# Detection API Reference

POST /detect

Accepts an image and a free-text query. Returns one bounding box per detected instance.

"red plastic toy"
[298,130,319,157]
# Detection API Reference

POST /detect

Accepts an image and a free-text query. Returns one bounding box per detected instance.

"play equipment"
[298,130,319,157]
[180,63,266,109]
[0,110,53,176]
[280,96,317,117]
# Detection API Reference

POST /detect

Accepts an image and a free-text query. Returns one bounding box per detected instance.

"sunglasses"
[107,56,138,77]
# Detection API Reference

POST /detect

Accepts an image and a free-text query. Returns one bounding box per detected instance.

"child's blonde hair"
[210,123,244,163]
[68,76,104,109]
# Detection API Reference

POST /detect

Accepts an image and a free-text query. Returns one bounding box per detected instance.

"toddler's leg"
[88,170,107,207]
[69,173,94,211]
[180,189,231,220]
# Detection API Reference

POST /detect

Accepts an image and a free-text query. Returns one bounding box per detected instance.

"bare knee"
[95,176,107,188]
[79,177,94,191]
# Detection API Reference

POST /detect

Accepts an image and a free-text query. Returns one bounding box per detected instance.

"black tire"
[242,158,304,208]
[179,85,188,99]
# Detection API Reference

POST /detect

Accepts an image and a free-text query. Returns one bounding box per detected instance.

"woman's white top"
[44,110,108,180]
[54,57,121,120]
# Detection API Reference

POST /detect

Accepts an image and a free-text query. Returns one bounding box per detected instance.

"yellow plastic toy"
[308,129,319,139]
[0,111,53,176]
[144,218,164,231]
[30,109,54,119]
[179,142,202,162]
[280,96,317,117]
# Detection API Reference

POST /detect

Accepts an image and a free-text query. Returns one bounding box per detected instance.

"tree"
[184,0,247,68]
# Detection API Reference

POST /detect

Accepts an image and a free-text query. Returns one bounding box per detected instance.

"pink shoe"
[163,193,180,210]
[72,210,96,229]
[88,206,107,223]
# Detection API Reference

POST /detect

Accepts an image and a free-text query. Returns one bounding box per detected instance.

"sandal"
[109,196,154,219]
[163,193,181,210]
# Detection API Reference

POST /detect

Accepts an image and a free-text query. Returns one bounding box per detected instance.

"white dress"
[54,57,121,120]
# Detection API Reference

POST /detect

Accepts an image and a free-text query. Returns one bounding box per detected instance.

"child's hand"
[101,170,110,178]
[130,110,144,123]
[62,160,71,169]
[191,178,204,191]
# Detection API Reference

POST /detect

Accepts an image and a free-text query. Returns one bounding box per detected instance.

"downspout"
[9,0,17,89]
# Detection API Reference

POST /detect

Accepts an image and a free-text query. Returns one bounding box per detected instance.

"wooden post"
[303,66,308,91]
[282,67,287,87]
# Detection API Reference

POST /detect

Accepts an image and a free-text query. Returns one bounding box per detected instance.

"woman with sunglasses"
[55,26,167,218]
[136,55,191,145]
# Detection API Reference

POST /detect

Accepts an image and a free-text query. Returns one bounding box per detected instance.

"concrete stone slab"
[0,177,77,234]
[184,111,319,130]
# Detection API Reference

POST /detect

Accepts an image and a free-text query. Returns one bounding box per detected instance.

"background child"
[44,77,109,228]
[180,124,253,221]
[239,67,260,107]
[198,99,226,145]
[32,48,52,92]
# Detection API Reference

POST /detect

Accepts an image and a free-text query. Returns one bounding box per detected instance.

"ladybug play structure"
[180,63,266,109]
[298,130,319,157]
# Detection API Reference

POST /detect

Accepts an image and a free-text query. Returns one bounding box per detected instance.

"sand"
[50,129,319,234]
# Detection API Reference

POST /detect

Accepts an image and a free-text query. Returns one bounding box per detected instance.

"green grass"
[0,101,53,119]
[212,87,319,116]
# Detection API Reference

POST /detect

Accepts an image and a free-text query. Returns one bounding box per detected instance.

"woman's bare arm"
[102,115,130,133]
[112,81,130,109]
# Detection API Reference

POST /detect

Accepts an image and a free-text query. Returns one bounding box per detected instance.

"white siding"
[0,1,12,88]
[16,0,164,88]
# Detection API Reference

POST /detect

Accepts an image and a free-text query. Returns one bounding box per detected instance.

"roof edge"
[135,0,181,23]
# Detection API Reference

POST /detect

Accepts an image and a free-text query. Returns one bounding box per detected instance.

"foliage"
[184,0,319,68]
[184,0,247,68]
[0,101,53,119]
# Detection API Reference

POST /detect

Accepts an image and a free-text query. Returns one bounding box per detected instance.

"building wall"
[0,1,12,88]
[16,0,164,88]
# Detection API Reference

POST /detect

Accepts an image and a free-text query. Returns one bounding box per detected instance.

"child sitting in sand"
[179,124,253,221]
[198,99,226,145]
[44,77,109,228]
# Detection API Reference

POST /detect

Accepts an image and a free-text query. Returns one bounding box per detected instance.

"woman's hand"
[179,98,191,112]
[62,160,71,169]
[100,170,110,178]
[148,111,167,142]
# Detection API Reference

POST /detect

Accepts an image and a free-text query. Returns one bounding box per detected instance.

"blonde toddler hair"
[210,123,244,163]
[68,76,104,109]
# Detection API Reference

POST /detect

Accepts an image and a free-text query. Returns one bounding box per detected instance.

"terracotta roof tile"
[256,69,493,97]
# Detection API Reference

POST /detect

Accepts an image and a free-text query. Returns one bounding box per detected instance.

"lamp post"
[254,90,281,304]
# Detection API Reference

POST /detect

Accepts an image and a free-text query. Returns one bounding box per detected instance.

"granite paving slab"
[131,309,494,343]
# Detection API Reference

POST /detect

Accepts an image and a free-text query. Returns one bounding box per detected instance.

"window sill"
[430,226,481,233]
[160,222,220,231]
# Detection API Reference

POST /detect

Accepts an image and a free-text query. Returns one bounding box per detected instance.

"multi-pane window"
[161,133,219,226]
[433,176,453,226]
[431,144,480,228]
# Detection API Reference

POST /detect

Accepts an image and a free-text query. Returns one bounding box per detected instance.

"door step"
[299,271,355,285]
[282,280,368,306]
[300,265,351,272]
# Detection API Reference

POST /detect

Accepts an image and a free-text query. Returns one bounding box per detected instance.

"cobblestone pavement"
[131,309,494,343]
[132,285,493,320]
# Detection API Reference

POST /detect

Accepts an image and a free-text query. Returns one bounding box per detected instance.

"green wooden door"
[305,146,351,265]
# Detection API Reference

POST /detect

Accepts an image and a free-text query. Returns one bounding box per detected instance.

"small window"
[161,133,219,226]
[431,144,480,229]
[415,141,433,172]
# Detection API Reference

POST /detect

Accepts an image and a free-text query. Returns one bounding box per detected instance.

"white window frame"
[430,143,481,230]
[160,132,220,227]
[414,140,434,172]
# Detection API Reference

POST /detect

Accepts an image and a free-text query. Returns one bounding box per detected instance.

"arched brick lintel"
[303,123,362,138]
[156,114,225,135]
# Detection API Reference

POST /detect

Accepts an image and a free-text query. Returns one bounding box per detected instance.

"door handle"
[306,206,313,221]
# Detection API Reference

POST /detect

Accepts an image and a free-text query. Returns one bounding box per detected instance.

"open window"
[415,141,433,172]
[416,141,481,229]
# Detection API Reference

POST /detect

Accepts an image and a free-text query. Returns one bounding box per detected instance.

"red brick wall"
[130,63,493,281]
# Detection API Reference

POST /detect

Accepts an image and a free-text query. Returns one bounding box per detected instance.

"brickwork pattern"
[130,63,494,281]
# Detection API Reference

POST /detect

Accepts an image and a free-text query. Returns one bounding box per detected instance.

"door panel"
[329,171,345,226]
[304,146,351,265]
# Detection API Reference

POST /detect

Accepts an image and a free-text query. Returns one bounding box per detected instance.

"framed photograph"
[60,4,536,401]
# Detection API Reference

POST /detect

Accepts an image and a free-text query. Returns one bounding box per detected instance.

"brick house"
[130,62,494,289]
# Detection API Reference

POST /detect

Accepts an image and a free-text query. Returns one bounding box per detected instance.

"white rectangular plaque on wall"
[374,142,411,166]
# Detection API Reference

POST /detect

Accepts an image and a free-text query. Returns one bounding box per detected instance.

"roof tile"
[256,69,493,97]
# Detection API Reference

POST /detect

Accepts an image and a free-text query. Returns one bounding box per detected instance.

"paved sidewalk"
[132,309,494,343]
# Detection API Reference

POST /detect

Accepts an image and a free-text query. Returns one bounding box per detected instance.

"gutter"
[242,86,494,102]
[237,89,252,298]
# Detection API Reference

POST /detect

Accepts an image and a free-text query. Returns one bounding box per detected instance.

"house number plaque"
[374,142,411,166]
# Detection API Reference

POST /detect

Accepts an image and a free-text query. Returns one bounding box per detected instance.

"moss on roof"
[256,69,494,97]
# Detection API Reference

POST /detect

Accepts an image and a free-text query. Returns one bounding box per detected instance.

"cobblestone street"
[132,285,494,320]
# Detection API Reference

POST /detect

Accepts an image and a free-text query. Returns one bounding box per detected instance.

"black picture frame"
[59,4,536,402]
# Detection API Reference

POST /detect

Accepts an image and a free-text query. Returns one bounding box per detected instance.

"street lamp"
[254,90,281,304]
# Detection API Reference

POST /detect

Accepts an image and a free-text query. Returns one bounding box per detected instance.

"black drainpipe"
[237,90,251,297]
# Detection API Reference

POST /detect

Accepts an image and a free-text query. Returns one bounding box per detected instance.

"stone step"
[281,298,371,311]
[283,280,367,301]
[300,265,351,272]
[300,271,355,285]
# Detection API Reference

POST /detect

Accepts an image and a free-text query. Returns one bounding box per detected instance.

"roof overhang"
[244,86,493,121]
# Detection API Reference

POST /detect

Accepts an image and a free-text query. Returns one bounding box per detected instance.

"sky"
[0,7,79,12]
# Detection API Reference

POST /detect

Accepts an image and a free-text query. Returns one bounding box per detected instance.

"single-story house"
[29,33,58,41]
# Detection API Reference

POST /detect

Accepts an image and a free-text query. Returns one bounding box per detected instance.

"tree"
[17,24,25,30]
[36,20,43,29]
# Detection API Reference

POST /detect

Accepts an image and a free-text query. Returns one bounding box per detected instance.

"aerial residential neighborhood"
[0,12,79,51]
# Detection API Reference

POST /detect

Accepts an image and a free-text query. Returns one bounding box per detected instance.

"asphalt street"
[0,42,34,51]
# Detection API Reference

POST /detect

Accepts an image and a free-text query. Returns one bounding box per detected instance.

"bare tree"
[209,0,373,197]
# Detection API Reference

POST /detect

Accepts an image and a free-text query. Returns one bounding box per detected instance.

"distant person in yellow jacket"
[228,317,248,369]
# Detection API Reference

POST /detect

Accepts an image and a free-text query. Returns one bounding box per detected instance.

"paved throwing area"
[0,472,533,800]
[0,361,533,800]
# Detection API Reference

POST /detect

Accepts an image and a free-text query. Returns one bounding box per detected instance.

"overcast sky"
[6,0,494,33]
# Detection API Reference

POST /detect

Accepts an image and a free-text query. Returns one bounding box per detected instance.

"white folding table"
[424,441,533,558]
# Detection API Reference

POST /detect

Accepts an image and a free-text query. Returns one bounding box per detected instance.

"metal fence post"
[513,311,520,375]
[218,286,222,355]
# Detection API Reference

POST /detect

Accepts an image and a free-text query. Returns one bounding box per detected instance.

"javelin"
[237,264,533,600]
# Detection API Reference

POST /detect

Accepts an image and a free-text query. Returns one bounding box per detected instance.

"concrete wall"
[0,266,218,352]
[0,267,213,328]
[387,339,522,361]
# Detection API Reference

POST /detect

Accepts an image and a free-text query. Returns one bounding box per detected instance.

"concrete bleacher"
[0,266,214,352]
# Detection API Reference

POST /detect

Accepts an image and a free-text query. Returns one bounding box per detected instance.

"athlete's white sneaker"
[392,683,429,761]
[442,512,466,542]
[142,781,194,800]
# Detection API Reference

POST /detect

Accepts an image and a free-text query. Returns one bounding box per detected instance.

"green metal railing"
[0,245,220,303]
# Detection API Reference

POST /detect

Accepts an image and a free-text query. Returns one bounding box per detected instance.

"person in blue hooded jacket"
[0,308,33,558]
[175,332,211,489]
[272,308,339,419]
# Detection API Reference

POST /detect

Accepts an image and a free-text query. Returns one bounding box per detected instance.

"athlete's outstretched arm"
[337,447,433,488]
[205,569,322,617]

> _CHALLENGE_:
Reproduce without changes every line of the records from the first one through the line containing "[107,56,138,77]", both included.

> _RIGHT ANSWER_:
# Detection API Reference

POST /detect

Accepts an image and a free-text query. Returns one bounding box per detected instance.

"red plastic toy"
[298,130,319,157]
# Detection API Reference

POST /detect

Accepts an image and a free-text query. Returns one bounding box per detected instance.

"play equipment"
[298,130,319,157]
[180,63,266,109]
[0,110,53,176]
[280,96,317,117]
# Detection API Reference

POST /detect

Accepts an image and a free-text query. Returns one bounding box per detected instance.

"sunglasses"
[107,56,138,77]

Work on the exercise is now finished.